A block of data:
......
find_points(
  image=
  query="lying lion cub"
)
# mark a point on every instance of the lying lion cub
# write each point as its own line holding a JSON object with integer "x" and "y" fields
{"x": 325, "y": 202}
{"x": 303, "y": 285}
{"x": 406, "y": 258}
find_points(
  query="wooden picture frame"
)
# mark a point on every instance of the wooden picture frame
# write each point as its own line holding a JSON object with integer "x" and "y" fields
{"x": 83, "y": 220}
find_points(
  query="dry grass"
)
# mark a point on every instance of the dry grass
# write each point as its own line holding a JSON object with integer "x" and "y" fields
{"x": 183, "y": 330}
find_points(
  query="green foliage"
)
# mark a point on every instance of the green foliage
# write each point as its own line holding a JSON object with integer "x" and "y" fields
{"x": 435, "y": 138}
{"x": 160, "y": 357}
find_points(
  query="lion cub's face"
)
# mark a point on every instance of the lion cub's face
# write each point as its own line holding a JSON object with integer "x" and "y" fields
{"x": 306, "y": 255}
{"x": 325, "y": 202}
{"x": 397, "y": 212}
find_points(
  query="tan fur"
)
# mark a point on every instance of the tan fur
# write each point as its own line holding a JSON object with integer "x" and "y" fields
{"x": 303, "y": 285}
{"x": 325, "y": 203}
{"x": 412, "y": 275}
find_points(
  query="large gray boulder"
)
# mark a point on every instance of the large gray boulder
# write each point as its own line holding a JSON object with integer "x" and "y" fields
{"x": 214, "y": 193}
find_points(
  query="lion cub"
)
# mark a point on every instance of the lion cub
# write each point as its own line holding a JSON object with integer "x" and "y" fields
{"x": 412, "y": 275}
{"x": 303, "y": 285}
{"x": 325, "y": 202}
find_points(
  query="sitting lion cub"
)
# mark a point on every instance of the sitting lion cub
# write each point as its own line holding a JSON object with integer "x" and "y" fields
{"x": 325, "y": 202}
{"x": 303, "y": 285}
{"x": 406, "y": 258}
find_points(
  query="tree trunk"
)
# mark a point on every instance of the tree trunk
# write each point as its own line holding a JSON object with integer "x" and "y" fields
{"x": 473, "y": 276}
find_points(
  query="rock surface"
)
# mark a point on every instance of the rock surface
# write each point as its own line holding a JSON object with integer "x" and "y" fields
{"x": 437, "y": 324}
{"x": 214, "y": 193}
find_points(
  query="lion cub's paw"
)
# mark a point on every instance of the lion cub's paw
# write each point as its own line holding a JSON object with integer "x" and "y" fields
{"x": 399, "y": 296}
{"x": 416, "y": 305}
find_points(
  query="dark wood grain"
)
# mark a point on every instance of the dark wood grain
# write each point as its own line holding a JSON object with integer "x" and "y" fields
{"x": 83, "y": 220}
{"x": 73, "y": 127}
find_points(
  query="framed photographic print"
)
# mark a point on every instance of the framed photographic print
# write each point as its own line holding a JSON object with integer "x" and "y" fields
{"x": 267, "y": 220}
......
◆ **STATED GOAL**: All of the lines above need to be given again exactly.

◆ **RESPONSE TO THE EXERCISE**:
find_points(
  image=
  query="lying lion cub"
)
# mark a point on every instance of the lying lion cub
# write each point as its own line holding a JSON object with integer "x" and "y" fields
{"x": 325, "y": 202}
{"x": 303, "y": 285}
{"x": 406, "y": 258}
find_points(
  query="wooden picture frame"
)
# mark a point on every instance of the wooden picture frame
# write each point as its own line holding a JSON object with integer "x" and "y" fields
{"x": 83, "y": 220}
find_points(
  query="dry grass"
)
# mark a point on every instance of the dry grass
# write each point as its own line holding a JSON object with integer "x" and "y" fields
{"x": 183, "y": 330}
find_points(
  query="green foliage"
)
# mark a point on every instance of the green foliage
# write each point as its own line holding a JSON object with integer "x" and "y" fields
{"x": 435, "y": 138}
{"x": 160, "y": 357}
find_points(
  query="lion cub's face"
)
# mark a point on every instance of the lion cub's face
# write each point as its own line holding a JSON object with integer "x" and "y" fields
{"x": 306, "y": 255}
{"x": 325, "y": 202}
{"x": 397, "y": 212}
find_points(
  query="tan fur"
)
# mark a point on every instance of the tan fur
# write each point as its own line holding a JSON object with integer "x" and "y" fields
{"x": 303, "y": 285}
{"x": 325, "y": 203}
{"x": 412, "y": 275}
find_points(
  query="large gray boulder"
)
# mark a point on every instance of the large gray boulder
# write each point as its own line holding a JSON object with integer "x" and "y" fields
{"x": 214, "y": 193}
find_points(
  query="lion cub"
)
# mark a point on every instance of the lion cub
# write each point as its own line holding a JSON object with integer "x" and "y" fields
{"x": 412, "y": 275}
{"x": 303, "y": 285}
{"x": 325, "y": 202}
find_points(
  query="sitting lion cub"
)
# mark a point on every instance of the sitting lion cub
# write each point as its own line holding a JSON object with integer "x" and "y" fields
{"x": 325, "y": 202}
{"x": 303, "y": 285}
{"x": 406, "y": 258}
find_points(
  query="tree trunk"
)
# mark a point on every instance of the tree trunk
# write each point as its own line holding a JSON object with integer "x" and "y" fields
{"x": 473, "y": 276}
find_points(
  query="rock surface"
)
# mark a point on every instance of the rock surface
# write each point as its own line holding a JSON object with integer "x" and "y" fields
{"x": 437, "y": 324}
{"x": 214, "y": 193}
find_points(
  query="lion cub's paw"
)
# mark a point on every instance of the lion cub's paw
# write each point as its own line holding a JSON object with integer "x" and "y" fields
{"x": 399, "y": 296}
{"x": 416, "y": 305}
find_points(
  query="dark wood grain"
)
# mark a point on every instance of the dark wood grain
# write each point as its own line holding a JSON object with integer "x" and "y" fields
{"x": 83, "y": 220}
{"x": 73, "y": 127}
find_points(
  query="framed photographic print"
)
# mark a point on every instance of the framed photographic print
# write each point as its own line holding a JSON object with integer "x" and "y" fields
{"x": 267, "y": 220}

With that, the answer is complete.